* PASSAGE TO READ *
=-=-=
Grant County is one of 14 counties in Oregon that moved into Phase 2 June 5.

Friday’s move lifts some of the emergency restrictions Gov. Kate Brown put in place 10 weeks ago as the COVID-19 pandemic swept around the world. Oregon has recorded 164 deaths since February, or about 4 per 100,000 people. That’s one of the lowest rates in the country. About 113,000 deaths have been recorded nationwide. An estimated 6.3 million people worldwide have been infected, with 380,000 deaths since the virus first appeared at the end of 2019 in Wuhan, China. The economic shutdown caused by the crisis has pushed the count of unemployed Americans to 40 million.

Under the new rules, the approved counties in Oregon could allow:

• Employees to return to their offices and workplaces, though telecommuting is still strongly recommended when possible.

• Restaurants and bars to stay open until midnight, instead of the current 10 p.m.

• Allow outdoor gatherings of up to 100 people.

• Up to 50 people in an indoor gathering, as long as there are 35 square feet of space allotted for each person. That’s up from the current limit of 25 people.

• Large venues — including churches and theaters — could have up to 250 people at the same time, depending on the size of the facility.

• The return of some sports, such as bowling and swimming, but with social distancing rules in place. Equipment sharing should be minimized.

• Collegiate sports teams could begin training while limiting the number of participants and contact.

• New guidelines for reopening gardens, museums, and zoos.

Brown administration officials have said they expect to have directives involving schools ready to announce sometime next week.

Oregon Health Authority Director Patrick Allen said that the state would come up with the guidelines, but it would be up to local school districts to decide how best to implement the rules.

“Every school and every school district is different,” he said.

Decisions on colleges and universities have not yet been finalized. Phase 2 would allow for sports training by college football teams and others, following rules on social distancing and contact. But Brown said she wanted “our Ducks and Beavers ready to tackle the Huskies and Cougars” anytime the OK was given for games.

Dr. Dean Sidelinger, the state’s health officer and epidemiologist said the state would be watching statistics in each county closely. If goals are not met, he said that counties would not revert to Phase 1, but would have to institute heightened measures to curb any problem areas.

“Reopening is not an on-off switch,” he said. Upticks in any numbers would be a “caution light.”

“We may need to dial back permitted activities,” he said.

In earlier phases of the crisis, the state urged people to stay at home and not venture out for any but the most crucial needs, such as medical appointments or buying food. Sidelinger said that if people do leave home, they should enjoy the outdoors, where transmission of the virus is less likely.

“Being outside is safer than being inside,” Sidelinger said. “We’re very good at doing that in Oregon in the summer.”
=-=-=
* RAW DATA *
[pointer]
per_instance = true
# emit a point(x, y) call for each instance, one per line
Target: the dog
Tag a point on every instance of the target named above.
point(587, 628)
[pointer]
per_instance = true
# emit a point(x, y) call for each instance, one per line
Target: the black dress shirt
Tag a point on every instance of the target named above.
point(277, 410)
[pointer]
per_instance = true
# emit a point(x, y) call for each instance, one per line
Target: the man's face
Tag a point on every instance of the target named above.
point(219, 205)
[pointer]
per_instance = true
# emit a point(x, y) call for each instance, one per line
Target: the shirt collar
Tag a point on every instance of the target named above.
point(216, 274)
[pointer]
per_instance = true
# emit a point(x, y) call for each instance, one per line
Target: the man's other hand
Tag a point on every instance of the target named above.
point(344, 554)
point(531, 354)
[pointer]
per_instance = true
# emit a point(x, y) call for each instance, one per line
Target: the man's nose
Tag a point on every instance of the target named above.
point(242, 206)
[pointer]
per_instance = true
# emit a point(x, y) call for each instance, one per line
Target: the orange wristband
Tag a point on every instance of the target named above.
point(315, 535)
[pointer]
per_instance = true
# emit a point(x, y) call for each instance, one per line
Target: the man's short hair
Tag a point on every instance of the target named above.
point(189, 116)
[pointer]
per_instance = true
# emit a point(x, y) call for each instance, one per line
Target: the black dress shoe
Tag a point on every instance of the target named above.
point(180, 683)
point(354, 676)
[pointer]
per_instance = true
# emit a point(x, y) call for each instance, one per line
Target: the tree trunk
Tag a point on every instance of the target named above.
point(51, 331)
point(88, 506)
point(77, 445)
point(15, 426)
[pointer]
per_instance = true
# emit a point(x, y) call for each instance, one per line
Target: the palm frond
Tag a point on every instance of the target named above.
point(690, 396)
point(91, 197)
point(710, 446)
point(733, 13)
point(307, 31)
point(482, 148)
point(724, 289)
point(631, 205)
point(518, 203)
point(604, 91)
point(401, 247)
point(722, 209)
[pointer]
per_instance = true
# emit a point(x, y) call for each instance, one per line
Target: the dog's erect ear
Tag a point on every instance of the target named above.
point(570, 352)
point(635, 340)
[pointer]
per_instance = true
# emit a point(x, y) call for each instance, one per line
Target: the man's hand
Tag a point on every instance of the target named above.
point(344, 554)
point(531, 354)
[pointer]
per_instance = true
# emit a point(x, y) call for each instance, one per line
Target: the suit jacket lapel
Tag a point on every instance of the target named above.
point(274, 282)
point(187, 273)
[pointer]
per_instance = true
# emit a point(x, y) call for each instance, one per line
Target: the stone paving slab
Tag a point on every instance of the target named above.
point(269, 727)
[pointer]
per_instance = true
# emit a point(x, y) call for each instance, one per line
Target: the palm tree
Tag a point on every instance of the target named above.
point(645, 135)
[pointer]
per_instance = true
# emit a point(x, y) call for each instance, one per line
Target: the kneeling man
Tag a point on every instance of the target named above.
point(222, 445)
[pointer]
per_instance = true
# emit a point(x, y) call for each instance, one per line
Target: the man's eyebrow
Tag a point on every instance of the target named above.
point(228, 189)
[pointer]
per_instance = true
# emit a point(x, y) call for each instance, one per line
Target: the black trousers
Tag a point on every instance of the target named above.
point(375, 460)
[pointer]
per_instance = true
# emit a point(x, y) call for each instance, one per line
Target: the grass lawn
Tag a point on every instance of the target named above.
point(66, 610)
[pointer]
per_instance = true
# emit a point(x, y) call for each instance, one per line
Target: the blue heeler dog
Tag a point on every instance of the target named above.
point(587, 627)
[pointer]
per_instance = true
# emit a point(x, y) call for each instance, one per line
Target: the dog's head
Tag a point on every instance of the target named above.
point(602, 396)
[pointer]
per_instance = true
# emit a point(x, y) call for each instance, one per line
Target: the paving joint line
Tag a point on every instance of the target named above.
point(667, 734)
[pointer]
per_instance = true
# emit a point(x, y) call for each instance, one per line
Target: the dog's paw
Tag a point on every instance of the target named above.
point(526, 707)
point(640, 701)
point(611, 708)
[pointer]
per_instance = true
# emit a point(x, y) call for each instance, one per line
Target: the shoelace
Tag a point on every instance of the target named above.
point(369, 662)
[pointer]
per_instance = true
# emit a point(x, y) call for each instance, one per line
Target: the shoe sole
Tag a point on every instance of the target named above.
=-=-=
* REQUIRED ACTIONS *
(a) In the article on Oregon's Phase 2 reopening, rewrite the passage from "Friday’s move lifts" up to and including "to 100 people.", switching "midnight" to "11 p.m.".
(b) Translate this sentence from the article on Oregon's Phase 2 reopening into Spanish: "Brown administration officials have said they expect to have directives involving schools ready to announce sometime next week."

* SOLUTION SET *
(a)
Friday’s move lifts some of the emergency restrictions Gov. Kate Brown put in place 10 weeks ago as the COVID-19 pandemic swept around the world. Oregon has recorded 164 deaths since February, or about 4 per 100,000 people. That’s one of the lowest rates in the country. About 113,000 deaths have been recorded nationwide. An estimated 6.3 million people worldwide have been infected, with 380,000 deaths since the virus first appeared at the end of 2019 in Wuhan, China. The economic shutdown caused by the crisis has pushed the count of unemployed Americans to 40 million.

Under the new rules, the approved counties in Oregon could allow:

• Employees to return to their offices and workplaces, though telecommuting is still strongly recommended when possible.

• Restaurants and bars to stay open until 11 p.m., instead of the current 10 p.m.

• Allow outdoor gatherings of up to 100 people.

(b) Funcionarios de la administración de Brown han dicho que esperan tener listas para anunciar en algún momento de la próxima semana las directivas relacionadas con las escuelas.